** AIM OF THE TASK **
Find every line in the records below that holds the word "ring", and copy each one.

(Saved data entries)
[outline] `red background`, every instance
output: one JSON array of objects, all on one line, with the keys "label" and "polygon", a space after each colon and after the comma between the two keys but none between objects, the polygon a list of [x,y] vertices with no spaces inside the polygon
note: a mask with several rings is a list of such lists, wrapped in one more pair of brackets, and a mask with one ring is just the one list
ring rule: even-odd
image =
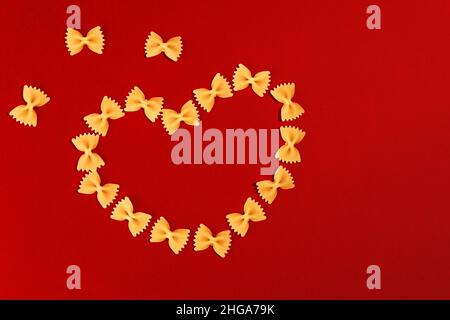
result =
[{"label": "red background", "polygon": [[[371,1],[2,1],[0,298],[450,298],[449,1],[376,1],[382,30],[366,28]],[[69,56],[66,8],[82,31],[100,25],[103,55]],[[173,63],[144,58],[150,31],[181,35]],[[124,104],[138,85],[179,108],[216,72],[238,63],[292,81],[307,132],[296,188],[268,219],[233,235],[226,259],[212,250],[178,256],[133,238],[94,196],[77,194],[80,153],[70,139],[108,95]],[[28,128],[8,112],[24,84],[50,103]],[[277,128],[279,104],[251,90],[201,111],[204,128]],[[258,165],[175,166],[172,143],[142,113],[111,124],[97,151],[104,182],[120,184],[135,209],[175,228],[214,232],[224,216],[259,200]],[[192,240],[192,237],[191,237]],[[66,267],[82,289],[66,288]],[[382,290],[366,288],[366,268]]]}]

** REPLY **
note: a mask with several rings is a list of such lists, wrapped in one more pair of brackets, and a mask with one ring is just the one list
ring rule: even-odd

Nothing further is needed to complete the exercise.